- Problem statement:
Please format the stretch of data below, from its first line through the line containing "(260, 81), (279, 100)", as a numbered list with blank lines omitted. Leave the pictures out of the answer.

# Entries supplied start

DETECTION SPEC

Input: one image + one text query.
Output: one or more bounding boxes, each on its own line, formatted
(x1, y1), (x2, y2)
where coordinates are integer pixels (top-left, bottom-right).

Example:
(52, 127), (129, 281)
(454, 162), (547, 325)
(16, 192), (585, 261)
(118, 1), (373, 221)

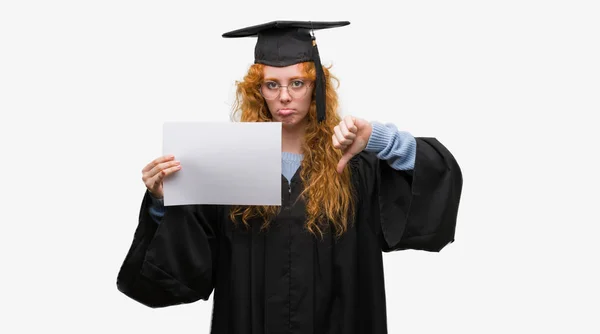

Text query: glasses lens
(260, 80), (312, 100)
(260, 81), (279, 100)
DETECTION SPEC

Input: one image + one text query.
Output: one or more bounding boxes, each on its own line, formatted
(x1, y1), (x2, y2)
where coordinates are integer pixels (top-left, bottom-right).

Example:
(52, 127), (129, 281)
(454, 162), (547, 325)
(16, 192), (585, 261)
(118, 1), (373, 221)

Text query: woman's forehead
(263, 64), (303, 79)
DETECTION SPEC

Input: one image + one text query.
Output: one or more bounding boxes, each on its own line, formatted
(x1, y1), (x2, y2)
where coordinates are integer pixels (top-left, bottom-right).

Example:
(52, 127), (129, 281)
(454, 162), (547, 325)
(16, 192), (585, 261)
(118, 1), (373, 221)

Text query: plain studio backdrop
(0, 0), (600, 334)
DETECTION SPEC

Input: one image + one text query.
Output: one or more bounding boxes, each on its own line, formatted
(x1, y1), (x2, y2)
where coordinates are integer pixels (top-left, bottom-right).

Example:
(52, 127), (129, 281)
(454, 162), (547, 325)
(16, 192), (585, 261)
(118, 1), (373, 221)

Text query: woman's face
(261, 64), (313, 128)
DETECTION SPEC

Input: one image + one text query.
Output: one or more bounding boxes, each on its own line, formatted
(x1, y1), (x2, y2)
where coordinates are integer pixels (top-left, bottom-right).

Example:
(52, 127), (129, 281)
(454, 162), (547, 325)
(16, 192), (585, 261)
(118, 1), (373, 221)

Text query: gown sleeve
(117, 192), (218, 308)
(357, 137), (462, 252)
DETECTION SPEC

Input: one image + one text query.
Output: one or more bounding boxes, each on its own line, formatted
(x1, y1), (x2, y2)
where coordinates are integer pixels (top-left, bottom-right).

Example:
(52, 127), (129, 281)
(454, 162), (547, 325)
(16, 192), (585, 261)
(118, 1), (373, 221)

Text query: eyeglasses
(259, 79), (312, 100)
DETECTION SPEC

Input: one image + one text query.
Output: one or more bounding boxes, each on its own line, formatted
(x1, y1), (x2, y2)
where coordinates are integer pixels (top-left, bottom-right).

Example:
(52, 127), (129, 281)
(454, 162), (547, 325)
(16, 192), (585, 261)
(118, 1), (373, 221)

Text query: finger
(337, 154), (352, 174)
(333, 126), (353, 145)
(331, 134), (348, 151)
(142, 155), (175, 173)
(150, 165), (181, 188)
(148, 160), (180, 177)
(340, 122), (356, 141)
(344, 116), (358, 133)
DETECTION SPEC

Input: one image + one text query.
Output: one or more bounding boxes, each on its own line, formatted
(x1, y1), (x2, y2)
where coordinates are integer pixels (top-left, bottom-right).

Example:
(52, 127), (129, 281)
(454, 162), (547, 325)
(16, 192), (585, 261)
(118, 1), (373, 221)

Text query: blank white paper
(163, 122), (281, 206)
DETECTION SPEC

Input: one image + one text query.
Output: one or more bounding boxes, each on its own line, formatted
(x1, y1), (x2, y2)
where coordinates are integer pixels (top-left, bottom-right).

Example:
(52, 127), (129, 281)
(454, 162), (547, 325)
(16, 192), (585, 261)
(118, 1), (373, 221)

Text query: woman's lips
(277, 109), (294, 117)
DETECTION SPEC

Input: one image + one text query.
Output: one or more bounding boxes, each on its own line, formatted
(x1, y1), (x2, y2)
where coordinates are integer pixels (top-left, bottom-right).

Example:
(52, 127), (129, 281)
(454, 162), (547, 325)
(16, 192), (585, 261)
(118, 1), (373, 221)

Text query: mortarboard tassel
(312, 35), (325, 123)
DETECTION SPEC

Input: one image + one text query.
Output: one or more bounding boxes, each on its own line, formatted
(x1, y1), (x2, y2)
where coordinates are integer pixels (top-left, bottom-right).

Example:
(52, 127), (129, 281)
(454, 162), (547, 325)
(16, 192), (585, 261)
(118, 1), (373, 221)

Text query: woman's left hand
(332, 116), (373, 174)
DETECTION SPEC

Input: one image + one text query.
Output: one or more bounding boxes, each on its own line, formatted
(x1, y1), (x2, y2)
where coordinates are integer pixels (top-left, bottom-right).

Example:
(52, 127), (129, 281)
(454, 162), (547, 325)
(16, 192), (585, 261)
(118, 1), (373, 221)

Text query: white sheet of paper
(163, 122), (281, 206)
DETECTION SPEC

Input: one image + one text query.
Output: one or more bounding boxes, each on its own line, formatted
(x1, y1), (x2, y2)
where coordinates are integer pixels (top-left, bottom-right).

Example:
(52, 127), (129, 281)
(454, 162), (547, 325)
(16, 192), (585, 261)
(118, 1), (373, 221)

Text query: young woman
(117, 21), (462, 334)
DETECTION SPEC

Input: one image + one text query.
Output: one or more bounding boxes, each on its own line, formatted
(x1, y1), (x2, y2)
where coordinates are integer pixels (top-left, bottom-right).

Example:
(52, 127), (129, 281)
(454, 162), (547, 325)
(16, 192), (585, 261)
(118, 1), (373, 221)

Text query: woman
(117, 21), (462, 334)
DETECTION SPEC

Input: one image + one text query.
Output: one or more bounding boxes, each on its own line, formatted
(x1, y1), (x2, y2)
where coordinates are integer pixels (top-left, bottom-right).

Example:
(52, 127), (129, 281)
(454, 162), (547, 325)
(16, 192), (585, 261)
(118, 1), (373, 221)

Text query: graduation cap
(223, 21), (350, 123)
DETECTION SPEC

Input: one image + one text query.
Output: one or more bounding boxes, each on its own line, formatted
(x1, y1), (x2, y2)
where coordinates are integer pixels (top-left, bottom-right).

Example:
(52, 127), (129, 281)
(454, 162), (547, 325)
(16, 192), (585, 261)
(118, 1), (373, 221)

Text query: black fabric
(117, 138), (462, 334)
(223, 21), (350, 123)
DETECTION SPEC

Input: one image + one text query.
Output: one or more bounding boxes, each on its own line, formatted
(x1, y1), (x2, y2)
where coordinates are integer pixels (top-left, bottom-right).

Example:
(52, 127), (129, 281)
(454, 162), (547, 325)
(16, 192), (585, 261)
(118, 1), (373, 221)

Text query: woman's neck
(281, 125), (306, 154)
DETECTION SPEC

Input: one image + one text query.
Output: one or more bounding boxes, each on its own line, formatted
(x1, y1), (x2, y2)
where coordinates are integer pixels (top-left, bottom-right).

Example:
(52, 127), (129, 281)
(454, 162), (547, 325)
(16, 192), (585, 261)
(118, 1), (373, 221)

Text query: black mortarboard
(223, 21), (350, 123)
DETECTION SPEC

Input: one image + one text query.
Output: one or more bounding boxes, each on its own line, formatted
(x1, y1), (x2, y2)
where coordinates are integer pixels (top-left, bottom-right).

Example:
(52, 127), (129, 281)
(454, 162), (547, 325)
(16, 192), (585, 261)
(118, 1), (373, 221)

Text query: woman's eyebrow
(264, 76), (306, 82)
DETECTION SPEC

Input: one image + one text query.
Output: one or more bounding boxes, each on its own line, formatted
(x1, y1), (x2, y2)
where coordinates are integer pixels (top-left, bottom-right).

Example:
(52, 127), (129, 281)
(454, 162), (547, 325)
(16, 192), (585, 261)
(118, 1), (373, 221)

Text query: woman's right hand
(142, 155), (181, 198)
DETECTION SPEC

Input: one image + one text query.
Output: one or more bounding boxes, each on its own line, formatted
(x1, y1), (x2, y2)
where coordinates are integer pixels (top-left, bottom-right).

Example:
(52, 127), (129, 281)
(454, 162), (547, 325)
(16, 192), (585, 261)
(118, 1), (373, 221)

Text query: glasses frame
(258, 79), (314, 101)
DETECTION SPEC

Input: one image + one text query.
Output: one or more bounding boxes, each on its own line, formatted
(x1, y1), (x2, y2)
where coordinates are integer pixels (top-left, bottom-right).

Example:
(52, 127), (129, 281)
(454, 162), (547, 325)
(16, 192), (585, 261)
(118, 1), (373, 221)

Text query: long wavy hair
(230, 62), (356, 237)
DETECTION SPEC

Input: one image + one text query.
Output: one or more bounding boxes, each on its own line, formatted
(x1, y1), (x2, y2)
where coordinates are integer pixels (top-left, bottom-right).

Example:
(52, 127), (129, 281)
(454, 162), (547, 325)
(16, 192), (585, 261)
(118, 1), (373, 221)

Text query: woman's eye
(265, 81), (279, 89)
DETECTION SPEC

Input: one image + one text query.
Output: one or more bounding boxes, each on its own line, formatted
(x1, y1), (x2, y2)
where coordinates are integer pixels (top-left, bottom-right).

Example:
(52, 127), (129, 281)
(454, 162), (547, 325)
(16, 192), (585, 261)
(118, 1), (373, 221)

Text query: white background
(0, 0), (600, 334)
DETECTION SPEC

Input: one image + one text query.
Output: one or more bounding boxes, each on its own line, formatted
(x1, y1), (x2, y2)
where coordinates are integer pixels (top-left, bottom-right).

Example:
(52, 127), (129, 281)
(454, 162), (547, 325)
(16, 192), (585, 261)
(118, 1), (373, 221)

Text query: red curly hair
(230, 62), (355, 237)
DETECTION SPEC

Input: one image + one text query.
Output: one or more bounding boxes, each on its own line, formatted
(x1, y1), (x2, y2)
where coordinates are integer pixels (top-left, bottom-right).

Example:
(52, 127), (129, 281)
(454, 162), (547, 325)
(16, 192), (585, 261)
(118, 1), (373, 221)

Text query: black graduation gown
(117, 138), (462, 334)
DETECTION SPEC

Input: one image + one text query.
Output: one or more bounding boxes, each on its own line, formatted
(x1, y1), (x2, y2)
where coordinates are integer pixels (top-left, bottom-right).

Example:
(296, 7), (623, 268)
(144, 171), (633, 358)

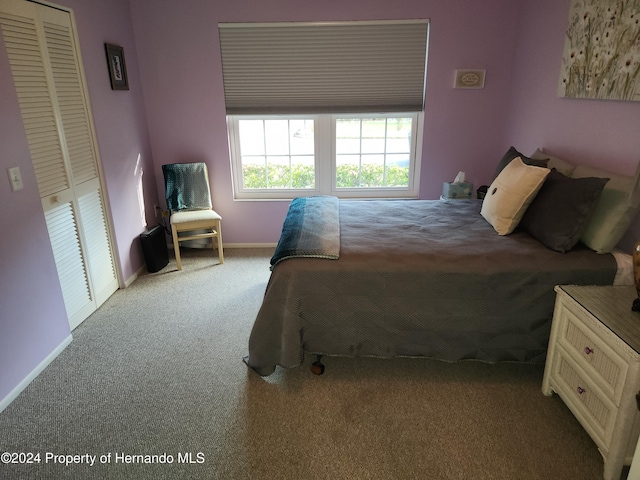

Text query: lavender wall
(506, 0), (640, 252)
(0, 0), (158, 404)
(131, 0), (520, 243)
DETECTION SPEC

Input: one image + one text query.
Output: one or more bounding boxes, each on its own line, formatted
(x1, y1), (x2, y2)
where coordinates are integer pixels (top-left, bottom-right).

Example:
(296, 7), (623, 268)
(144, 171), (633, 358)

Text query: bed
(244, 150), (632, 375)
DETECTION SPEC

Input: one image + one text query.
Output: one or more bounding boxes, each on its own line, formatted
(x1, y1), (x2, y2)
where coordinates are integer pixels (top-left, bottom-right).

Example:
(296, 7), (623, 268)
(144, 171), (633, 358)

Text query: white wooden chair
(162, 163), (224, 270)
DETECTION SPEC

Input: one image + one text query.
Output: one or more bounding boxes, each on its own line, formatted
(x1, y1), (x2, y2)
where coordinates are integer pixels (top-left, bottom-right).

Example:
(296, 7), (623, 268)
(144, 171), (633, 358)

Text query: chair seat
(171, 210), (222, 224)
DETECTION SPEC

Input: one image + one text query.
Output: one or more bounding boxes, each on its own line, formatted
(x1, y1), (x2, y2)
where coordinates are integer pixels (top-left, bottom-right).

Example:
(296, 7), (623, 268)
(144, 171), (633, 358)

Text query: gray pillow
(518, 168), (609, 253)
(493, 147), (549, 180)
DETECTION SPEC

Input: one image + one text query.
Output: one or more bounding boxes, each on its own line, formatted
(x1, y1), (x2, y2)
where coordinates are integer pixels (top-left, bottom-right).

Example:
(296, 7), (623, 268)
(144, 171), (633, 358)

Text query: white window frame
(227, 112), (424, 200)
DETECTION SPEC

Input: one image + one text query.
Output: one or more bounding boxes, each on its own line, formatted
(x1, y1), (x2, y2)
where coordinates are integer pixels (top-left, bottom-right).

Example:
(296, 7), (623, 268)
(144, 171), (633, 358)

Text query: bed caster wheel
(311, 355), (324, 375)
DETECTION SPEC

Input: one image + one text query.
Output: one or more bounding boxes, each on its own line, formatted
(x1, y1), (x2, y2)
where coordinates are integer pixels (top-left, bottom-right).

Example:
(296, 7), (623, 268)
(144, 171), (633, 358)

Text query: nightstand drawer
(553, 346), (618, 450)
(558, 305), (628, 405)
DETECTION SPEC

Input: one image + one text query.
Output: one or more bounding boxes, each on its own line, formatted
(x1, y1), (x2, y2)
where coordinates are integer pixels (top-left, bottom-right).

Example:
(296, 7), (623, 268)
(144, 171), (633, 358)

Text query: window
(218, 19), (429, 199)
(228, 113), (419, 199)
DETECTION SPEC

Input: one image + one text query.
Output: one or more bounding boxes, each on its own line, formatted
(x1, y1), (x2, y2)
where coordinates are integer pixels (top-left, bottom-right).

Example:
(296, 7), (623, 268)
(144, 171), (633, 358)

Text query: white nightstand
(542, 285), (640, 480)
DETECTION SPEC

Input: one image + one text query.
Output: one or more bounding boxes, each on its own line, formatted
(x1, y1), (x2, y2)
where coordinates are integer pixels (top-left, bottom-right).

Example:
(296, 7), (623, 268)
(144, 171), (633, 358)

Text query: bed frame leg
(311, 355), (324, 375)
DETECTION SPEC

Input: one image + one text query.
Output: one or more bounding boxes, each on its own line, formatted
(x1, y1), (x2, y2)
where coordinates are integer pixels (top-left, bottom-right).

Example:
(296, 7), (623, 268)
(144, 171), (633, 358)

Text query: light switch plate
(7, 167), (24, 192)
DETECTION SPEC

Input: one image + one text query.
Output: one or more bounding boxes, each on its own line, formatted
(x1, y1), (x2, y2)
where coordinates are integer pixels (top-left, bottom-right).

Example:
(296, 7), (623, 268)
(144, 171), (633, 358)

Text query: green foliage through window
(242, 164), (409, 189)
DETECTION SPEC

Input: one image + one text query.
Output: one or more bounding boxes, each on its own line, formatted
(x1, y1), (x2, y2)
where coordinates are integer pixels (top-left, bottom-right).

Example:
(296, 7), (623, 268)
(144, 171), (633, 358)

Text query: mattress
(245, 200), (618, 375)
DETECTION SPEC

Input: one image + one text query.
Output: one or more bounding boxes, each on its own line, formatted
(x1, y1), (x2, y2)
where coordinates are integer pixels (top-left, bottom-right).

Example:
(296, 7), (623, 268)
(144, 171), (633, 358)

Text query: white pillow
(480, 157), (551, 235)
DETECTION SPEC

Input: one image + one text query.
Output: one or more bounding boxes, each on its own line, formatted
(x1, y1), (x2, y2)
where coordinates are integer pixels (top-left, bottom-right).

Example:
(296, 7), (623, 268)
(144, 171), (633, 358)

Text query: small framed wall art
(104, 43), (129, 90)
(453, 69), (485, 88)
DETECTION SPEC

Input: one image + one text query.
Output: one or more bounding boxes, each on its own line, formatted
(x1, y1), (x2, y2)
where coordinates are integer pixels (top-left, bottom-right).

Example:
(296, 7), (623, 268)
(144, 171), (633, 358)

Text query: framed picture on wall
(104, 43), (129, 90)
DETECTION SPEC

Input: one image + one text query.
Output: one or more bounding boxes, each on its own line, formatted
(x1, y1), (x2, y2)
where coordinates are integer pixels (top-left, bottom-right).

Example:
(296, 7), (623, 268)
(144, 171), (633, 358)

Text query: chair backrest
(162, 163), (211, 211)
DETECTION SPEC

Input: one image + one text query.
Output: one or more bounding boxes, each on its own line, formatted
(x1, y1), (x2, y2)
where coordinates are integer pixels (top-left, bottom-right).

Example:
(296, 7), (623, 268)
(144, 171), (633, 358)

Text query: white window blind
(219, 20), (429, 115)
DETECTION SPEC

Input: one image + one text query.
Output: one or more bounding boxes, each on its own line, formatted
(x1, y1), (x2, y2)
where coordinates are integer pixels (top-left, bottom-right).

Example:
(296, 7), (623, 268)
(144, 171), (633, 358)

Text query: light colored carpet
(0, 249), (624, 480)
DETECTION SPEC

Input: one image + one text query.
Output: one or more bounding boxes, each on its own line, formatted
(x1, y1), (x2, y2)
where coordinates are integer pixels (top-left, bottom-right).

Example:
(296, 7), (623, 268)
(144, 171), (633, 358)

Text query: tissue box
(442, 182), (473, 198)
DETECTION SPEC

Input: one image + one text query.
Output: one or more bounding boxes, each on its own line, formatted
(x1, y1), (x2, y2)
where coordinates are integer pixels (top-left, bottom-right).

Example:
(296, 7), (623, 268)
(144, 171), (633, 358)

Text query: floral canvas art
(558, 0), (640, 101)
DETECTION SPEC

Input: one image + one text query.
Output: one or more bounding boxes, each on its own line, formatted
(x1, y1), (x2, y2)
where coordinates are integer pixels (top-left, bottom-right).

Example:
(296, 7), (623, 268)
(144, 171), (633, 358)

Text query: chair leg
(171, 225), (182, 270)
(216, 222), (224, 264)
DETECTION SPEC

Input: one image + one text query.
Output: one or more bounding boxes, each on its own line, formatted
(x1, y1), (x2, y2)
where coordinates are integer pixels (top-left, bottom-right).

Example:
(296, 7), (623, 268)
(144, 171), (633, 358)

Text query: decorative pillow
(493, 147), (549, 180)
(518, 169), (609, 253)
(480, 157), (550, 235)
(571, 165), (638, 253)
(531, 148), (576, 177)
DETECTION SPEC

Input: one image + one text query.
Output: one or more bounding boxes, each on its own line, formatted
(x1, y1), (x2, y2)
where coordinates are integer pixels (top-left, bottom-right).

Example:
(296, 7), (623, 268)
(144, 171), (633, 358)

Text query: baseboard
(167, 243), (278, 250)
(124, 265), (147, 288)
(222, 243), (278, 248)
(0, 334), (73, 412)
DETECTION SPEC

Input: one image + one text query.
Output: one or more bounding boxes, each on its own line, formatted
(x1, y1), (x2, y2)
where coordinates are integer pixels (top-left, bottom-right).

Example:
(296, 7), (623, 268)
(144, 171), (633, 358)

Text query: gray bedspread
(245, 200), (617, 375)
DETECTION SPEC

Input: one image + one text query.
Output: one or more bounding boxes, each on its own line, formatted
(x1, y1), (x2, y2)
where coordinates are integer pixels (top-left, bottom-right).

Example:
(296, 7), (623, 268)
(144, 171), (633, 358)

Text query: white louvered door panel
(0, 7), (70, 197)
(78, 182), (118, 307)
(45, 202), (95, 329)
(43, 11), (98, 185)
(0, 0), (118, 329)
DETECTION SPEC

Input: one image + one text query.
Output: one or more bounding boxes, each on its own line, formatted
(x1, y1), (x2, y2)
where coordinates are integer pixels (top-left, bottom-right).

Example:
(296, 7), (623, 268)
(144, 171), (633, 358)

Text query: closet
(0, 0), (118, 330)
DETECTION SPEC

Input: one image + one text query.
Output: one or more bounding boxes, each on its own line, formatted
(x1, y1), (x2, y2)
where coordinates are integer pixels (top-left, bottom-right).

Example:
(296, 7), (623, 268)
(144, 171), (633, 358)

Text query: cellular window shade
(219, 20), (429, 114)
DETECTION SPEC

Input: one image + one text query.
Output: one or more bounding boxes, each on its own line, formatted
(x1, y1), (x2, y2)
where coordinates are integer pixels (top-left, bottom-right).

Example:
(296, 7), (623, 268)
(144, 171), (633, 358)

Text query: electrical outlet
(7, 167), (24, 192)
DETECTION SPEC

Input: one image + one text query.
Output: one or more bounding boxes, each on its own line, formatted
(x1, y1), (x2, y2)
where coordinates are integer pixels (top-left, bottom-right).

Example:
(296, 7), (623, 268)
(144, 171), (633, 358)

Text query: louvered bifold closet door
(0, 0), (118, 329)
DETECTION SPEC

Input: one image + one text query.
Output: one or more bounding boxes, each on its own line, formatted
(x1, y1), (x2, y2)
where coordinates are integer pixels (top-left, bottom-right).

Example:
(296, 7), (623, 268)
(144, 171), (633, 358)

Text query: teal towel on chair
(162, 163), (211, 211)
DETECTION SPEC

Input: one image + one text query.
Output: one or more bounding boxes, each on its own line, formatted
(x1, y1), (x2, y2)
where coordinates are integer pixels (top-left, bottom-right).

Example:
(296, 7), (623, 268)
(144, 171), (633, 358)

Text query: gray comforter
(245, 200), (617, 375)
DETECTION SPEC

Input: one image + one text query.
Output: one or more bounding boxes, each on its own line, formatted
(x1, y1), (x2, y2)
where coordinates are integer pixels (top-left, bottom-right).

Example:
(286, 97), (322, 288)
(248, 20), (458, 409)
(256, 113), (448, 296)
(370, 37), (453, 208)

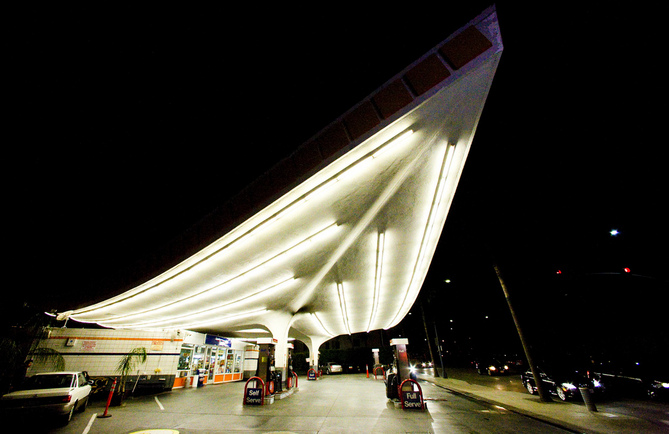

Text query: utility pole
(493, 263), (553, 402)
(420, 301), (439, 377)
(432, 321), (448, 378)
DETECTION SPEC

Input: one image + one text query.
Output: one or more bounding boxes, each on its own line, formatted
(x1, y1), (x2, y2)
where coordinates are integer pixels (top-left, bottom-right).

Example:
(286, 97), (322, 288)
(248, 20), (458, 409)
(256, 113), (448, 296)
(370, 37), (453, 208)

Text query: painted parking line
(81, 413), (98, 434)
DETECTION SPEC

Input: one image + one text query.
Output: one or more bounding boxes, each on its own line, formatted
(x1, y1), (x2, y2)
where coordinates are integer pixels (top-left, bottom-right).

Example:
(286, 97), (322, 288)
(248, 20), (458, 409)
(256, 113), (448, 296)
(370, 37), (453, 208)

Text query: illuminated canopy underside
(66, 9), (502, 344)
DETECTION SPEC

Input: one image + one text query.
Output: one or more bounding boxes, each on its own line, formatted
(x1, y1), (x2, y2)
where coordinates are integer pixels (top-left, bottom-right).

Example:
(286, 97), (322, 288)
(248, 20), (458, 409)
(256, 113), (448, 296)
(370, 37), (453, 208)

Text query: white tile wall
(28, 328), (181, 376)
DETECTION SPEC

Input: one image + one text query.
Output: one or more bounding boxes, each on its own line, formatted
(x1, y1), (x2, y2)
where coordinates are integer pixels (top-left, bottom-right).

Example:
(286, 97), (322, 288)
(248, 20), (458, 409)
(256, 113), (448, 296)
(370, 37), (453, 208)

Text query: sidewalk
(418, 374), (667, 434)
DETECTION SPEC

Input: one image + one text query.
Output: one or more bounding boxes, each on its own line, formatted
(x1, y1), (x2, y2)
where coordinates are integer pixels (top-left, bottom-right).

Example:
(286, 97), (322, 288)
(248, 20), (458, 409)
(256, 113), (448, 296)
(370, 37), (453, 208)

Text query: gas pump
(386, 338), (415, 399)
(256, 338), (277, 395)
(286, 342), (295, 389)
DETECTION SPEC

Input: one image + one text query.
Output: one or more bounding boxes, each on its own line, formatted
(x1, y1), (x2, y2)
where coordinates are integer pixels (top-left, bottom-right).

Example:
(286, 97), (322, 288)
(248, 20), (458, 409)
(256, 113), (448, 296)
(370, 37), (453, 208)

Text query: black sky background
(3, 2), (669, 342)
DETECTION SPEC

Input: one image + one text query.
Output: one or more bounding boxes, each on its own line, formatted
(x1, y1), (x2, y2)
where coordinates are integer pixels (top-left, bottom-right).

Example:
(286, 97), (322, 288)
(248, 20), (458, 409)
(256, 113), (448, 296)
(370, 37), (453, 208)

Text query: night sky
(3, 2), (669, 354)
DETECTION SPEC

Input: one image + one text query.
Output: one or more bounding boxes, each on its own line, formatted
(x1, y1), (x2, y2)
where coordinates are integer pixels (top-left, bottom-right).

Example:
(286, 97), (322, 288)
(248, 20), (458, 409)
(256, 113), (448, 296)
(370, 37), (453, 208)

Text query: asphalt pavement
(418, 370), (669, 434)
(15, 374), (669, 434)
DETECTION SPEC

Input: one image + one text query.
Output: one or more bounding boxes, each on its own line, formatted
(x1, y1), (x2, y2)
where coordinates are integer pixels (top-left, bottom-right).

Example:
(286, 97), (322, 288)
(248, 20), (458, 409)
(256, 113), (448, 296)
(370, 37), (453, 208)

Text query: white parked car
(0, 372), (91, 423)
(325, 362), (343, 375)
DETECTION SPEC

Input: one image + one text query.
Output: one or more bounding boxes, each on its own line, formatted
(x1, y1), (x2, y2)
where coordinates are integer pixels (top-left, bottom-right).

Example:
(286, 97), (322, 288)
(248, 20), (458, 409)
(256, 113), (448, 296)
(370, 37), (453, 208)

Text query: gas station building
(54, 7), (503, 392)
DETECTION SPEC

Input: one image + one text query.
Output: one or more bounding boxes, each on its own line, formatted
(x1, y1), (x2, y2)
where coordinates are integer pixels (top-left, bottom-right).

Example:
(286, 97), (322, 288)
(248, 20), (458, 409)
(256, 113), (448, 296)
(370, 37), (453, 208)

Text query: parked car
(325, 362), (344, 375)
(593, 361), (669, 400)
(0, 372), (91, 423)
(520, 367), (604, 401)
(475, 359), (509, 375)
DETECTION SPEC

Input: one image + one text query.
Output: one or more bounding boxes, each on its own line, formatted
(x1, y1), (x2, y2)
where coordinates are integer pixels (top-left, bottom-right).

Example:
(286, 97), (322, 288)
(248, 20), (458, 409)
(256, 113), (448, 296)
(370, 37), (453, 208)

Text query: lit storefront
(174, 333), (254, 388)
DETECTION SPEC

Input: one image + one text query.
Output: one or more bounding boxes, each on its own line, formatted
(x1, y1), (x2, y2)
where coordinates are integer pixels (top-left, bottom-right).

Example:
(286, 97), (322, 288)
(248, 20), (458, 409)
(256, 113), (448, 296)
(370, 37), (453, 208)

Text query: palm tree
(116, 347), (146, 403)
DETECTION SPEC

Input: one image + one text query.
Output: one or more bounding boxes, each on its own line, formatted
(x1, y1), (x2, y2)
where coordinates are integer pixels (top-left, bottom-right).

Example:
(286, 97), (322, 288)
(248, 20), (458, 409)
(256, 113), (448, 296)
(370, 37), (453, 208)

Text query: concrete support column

# Entries supplied end

- Solution to the problem:
1. DETECTION SPEC
2. Input: one image + one text query.
3. Output: one or more bounding boxes, each on its own line, formatted
4. (x1, y1), (x2, y2)
5. where coordinates are integer pixels (top-left, bottom-right).
6. Example:
7. (52, 127), (129, 281)
8. (454, 162), (547, 325)
9. (16, 192), (585, 261)
10. (118, 1), (373, 221)
11. Text query: glasses lens
12. (260, 80), (312, 100)
13. (260, 81), (279, 100)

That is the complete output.